- _WHAT TO WORK ON_
Output the data below in full, character for character.

- _DATA PROVIDED_
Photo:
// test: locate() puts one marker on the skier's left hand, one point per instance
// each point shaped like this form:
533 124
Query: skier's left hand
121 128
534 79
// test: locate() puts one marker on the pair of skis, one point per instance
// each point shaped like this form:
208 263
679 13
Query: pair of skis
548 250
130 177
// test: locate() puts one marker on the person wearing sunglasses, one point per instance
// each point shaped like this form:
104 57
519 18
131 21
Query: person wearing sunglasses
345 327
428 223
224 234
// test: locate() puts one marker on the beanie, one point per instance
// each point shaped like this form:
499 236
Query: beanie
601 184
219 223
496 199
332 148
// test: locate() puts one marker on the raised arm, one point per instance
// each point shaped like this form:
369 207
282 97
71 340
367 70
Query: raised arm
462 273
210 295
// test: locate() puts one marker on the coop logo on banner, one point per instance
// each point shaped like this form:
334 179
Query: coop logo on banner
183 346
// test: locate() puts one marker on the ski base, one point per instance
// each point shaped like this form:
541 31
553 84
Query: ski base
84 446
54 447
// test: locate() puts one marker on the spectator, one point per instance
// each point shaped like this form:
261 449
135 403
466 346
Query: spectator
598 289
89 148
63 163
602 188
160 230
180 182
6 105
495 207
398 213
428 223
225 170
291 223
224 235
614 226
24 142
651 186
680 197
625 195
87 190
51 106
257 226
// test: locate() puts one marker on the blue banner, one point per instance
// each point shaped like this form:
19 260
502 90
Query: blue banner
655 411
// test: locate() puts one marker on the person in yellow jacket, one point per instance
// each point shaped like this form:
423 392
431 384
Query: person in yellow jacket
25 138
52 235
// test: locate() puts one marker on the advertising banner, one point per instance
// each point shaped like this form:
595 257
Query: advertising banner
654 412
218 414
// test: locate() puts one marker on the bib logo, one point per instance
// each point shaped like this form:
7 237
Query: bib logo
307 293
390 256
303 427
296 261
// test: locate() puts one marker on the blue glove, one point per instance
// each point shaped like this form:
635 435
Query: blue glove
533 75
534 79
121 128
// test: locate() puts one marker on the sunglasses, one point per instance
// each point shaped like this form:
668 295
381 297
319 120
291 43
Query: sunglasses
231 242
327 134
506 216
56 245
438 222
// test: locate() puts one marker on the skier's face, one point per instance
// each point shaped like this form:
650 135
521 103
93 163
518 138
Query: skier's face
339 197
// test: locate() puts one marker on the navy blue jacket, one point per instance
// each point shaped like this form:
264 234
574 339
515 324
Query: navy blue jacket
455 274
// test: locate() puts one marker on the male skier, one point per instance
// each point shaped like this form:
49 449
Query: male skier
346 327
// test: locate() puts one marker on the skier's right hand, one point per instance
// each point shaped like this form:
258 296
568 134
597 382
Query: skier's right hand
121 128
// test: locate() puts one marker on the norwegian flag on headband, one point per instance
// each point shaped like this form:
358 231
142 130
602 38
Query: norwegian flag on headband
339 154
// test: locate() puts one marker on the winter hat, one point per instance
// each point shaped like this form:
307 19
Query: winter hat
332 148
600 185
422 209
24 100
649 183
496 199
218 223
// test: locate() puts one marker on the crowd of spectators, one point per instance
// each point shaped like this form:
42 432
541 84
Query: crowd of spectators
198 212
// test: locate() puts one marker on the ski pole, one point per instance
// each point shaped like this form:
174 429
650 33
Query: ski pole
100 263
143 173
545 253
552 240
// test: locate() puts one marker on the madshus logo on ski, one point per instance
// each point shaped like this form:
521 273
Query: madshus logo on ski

- _RESULT BELOW_
Photo:
// test: locate() puts one marker on the skier's left hand, one point per instance
// each point shaped like this form:
533 124
Query: skier's left hand
121 128
534 79
// test: locate() puts one marker on the pair of skis, one point per instance
// each point shaped like this form:
208 263
679 13
Query: pair of skis
548 250
130 177
// test: locate() puts one marker on the person wearing sunglasses, one point per instance
// each point shaped like this form:
104 57
519 18
131 21
Query: person wearing sunglasses
345 327
428 223
224 234
// test: locate() puts one marker on the beanie, one point per instance
// each point shaped like this form:
499 236
Query: beanie
601 184
219 223
496 199
332 148
// test: locate() puts one marker on the raised arm, one point per instance
// each point shaped like this form:
369 207
282 97
71 340
367 70
Query: raised arm
462 273
210 295
// test: locate() puts one marker on the coop logo on banner, one point per instance
// each point shaped like this form:
334 179
Query: coop logo on banner
183 346
// test: locate() puts one marker on the ski base, one point per instance
// each point shaped like this form:
541 31
553 84
Query: ski base
84 446
54 447
// test: locate() puts one marker on the spectator, one point per instance
// each point shaped like this form:
261 449
135 403
466 346
Query: spectator
598 289
89 148
63 163
602 188
160 230
180 182
6 105
495 207
398 213
428 223
225 170
291 223
224 235
614 226
24 142
651 186
680 197
625 195
87 190
51 106
257 226
// test: locate() puts one marker on the blue banner, one point per instance
// each point shaped like this form:
19 260
502 90
Query: blue banner
655 411
// test: locate() puts one marker on the person in yellow jacket, one point per instance
// each point shaped like this form:
423 392
431 384
Query: person in yellow jacket
25 138
52 235
// test: locate() puts one marker on the advertising banner, one point per instance
// each point shaped like this form:
595 257
Query: advertising banner
654 412
218 414
// test: locate() puts one marker on the bib logo, one point per instance
// each point shaped like this form:
7 237
Query: bib logo
307 293
390 256
303 427
296 261
// test: locate() puts one marker on the blue glove, one point per instance
// each point shaped like this form:
635 435
Query: blue glove
533 75
534 79
121 128
// test: locate() puts one marker on the sunglasses, one point per instance
// each point shaped like this form:
668 295
381 297
319 120
291 43
Query: sunglasses
231 242
327 134
506 216
56 245
438 222
// test: locate() puts one marker on the skier's face, one point per instance
// each point shaped like this form:
650 135
521 103
93 163
518 138
Query: skier's face
339 197
// test: locate() puts one marker on the navy blue jacket, one point per instance
// each point shaped like this form:
264 234
574 339
515 324
Query: navy blue jacket
455 274
// test: locate() puts one marker on the male skier, one point per instance
// each point shaped like this form:
49 449
Query: male skier
346 327
// test: locate() puts one marker on the skier's right hand, one point per instance
// each point shaped like this form:
258 296
568 134
597 382
Query: skier's right hand
121 128
// test: locate() puts one marker on the norwegian flag on headband, one point per instance
// each point shaped like this form:
358 231
142 130
602 38
Query: norwegian flag on headband
339 154
// test: locate() puts one marker on the winter hat, one point per instance
// each point shaped like this form:
307 19
Query: winter hat
332 148
600 185
422 209
24 100
649 183
496 199
218 223
// test: locate() puts one marker on the crowd of spectators, one point per instance
// each point shaped like this form:
42 432
541 84
Query: crowd of spectators
198 212
// test: locate() puts one marker on the ski pole, one point per instance
// each point shaped like this form:
174 429
650 33
Query: ski pole
100 263
143 173
545 253
552 240
// test: locate() puts one marker on the madshus logo on ski, one point per instance
// each point shaped like this form:
521 273
Query: madshus logo on ski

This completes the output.